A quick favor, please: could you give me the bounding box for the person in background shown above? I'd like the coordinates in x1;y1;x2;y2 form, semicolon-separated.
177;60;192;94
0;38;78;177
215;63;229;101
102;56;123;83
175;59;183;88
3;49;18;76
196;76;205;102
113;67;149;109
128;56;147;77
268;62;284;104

• **Objective**
Convert every row above into a JSON list of strings, one string per line, leaving out blank lines.

• **Solution for this task**
[
  "A quick favor, please: could you give me the bounding box for the person in background shown above? I'd like the coordinates in x1;y1;x2;y2 form, semicolon-separated.",
  "177;60;192;94",
  "0;38;78;177",
  "215;63;229;101",
  "102;56;123;83",
  "175;59;183;88",
  "3;49;18;76",
  "196;76;205;102",
  "113;67;149;109",
  "128;56;147;77",
  "268;62;284;104"
]